- Gegebener Textauszug:
- - - -

Bird ist 12 Jahre alt und er lebt mit seinem Vater allein auf dem Campus. Seine Mutter hatte die Familie drei Jahre zuvor verlassen. Über sie wird nicht gesprochen, doch plötzlich erreicht Bird, der nun Noah genannt wird, ein Brief mit Katzen ohne Ende und das weckt seine Erinnerung an eine Erzählung. Nun will er sich auf die Suche nach seiner Mutter machen.

Gewöhnlich lese ich keine dystopischen Bücher, greife ich doch mal zu einem, dann muss es mich thematisch wirklich interessieren. Das war hier ganz klar der Fall. Rassismus ist einfach ein wichtiges Thema und ich finde ihn gut dargestellt. Nach einer Wirtschaftskrise ungekannten Ausmaßes, wird China als Ursache für alles Übel ausgemacht. Mit dem neuen PACT-Gesetz soll nun alles besser werden, „America first“ in Reinkultur…Hier wird unter dem Deckmäntelchen des Schutzes und der Sicherheit auch in wirtschaftlicher Hinsicht ein proamerikanischer Kurs gefahren, der alles Unamerikanische und besonders alles Asiatische verbietet. Das führt zu Diskriminierung, Verleugnung der eigenen Persönlichkeit, Zwangsadoptionen und vielem mehr. Das Dramatische: Hier handelt es sich um eine dystopische Erzählung – doch sie mutet sehr realistisch an…vielleicht nicht in diesen Dimensionen (bisher!), aber das ist eben keine reine Phantasie.

- - - -

- Extrahierte Datensätze:
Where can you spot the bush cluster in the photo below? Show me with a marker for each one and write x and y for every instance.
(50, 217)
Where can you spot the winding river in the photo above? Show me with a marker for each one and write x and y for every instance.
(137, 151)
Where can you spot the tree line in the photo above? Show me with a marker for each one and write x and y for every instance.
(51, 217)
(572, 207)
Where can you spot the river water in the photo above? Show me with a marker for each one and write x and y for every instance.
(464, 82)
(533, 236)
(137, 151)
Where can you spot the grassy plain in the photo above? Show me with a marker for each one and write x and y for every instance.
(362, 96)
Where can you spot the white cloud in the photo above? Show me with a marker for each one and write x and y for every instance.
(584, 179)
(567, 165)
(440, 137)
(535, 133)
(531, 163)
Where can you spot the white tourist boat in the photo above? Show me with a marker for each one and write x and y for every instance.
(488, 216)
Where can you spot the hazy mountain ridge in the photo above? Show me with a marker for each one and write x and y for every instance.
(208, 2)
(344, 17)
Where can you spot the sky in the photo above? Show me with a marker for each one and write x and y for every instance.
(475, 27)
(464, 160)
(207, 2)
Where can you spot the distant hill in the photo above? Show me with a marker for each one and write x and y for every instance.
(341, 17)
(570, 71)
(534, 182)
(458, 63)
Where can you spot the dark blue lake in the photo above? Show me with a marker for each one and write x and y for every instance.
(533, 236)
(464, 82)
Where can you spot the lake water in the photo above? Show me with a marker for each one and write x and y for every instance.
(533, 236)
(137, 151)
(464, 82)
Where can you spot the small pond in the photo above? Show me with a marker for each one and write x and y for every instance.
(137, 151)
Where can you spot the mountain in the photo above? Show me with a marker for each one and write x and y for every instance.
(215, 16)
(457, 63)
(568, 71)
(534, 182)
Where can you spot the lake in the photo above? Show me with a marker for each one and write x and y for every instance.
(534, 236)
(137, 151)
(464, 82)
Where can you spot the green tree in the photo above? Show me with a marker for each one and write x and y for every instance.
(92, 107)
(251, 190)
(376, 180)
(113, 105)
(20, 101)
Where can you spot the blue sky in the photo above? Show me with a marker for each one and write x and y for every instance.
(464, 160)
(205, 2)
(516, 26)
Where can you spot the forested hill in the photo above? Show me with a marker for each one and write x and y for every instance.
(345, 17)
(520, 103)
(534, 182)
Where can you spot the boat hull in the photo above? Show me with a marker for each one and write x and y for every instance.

- - - -

- Zu lösende Aufgaben:
**1.** Übersetze den Satz „Seine Mutter hatte die Familie drei Jahre zuvor verlassen.“ aus dem Textauszug über Bird ins Englische.
**2.** Welches Land wird laut dem Textauszug über Bird nach der Wirtschaftskrise als Ursache für alles Übel ausgemacht?
**3.** Führe den Textauszug über Bird im gleichen Ton nach seinem letzten Satz weiter.
Die Datensätze stammen aus einer anderen Quelle.

- Antworten:
**1.** His mother had left the family three years earlier.

**2.** China.

**3.**
Sprachlich ist das Buch nicht abgehoben sieht man von dem einen oder anderen poetischen Element ab. Gerade zu Beginn, als weder die Krise noch die Hintergründe für das Verschwinden der Mutter klar sind und nur das triste Leben von Bird und seinem Vater geschildert wird, konnte ich mich für das kaum erwärmen. Mir war es einfach ein wenig zu deprimierend, zu beklemmend. Die gesellschaftlichen Bedingungen waren mir einfach zu heftig. In so einer Welt, in der Überwachung und Unterdrückung allgegenwärtig sind, möchte man einfach nicht leben, auch nicht, wenn man rein optisch den Maßstäben entspricht. Nachdem ich ein anderes Buch gelesen hatte, konnte ich mich jedoch auf die Geschichte einlassen. Ab dem zweiten Teil hatte mich das Buch dann auch. Heißt konkret: Ab da hatte ich das Buch fast in einem Rutsch gelesen. Die Situationen sind unerhört, die Hintergründe und Ursachen werden deutlich. Irgendwie habe ich aber leider nie auf emotionaler Ebene zu Bird oder einem anderen Protagonisten gefunden, das Ende kam zu prompt.

Unter dem Strich hat mich das Buch doch weitgehend überzeugt und es wirkt bestimmt noch lange nach, aber ich bin der festen Überzeugung, dass man den richtigen Moment für das Buch erwischen muss oder allgemein Fan dystopischer Bücher zu sein.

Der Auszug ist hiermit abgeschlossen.